● WORK INSTRUCTIONS:
Set down, please, exactly the lines below that run from the line with "Target: sky" to the line with "Target: pink dot on yellow egg", both lines included.
· · · · ·
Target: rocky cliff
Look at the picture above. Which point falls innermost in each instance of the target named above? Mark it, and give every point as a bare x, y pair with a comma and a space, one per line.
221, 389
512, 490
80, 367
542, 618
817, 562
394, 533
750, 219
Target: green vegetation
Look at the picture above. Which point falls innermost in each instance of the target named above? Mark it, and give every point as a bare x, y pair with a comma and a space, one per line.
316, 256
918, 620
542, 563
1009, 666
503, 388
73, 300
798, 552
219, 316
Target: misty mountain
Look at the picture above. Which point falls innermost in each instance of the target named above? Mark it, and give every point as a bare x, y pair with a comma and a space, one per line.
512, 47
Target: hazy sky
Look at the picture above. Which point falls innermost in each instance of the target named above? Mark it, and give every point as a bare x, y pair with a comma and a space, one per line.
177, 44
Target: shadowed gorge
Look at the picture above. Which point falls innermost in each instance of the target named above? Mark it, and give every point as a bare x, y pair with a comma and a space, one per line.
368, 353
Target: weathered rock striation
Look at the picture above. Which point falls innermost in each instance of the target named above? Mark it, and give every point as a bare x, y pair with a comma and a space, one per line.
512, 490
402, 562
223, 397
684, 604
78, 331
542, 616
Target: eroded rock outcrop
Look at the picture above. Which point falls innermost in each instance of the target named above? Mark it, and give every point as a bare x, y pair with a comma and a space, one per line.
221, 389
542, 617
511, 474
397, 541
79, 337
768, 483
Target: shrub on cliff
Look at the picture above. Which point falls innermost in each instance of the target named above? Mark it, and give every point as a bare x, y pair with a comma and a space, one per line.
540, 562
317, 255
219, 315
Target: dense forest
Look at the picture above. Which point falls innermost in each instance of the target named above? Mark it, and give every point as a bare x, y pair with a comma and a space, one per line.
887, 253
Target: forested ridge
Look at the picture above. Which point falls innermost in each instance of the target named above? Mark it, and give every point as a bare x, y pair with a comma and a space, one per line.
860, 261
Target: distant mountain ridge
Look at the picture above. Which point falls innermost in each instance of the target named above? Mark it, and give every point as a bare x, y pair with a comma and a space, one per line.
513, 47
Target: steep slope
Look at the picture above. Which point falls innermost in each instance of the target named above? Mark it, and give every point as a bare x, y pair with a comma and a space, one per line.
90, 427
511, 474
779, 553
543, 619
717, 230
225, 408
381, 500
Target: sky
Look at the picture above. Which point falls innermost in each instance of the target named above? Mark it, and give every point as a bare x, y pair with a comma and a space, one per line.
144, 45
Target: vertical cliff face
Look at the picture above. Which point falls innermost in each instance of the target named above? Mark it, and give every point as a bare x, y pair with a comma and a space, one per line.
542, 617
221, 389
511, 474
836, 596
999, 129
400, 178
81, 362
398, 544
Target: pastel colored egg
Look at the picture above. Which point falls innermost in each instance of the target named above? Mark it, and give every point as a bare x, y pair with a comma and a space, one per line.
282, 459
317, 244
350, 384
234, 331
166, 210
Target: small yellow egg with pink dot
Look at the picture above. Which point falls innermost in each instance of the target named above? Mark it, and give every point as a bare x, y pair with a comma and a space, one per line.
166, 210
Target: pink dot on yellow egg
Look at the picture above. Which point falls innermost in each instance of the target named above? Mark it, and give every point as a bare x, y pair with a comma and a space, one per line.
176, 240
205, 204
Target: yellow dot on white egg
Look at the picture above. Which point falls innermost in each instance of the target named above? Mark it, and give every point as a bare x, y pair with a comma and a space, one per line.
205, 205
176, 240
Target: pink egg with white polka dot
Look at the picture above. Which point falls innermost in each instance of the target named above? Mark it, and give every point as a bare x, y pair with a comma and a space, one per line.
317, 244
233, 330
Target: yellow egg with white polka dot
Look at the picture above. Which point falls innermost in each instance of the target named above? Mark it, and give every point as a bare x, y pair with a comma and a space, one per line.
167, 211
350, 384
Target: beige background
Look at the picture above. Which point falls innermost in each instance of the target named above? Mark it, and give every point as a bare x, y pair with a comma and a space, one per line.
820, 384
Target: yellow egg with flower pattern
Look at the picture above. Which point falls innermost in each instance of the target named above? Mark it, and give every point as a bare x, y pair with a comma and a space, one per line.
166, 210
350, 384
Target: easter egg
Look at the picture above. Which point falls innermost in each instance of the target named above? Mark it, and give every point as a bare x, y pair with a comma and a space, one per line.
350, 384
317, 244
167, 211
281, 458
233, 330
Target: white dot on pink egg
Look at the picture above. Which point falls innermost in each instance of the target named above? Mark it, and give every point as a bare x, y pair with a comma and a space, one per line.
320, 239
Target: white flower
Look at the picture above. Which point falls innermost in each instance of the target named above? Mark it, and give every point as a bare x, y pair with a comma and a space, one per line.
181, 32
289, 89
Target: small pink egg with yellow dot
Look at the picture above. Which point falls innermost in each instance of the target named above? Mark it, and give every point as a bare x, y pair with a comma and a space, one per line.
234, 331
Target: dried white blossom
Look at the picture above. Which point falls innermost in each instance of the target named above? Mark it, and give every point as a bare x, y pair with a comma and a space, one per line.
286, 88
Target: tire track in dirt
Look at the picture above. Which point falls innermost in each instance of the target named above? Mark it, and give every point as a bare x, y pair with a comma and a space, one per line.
· · · · ·
● EXERCISE SOLUTION:
Target: sky
Look at the picture above. Which point falls innermost in each instance of the target named above? Mark it, and give every point as a bare x, y pair with a comma and a space, one per line.
144, 45
Target: vertical cliff face
Look at the picture above. Which point falls innermost in each instance of the target named above? Mark it, and give every point as a bare x, y pair with a comma and a space, one per line.
542, 617
221, 389
511, 474
836, 596
999, 129
400, 178
81, 362
398, 544
Target: pastel colored egg
Look at the picture above. Which point falls innermost in each instance of the target named above? Mark it, and give every point as a bare x, y pair with a comma and a space, one per line.
282, 459
317, 244
350, 384
234, 331
166, 210
Target: small yellow egg with pink dot
Look at the picture above. Which point falls innermost in each instance of the target named above? Mark it, and give every point as a bare x, y pair with a comma and a space, one per line.
166, 210
Target: pink dot on yellow egg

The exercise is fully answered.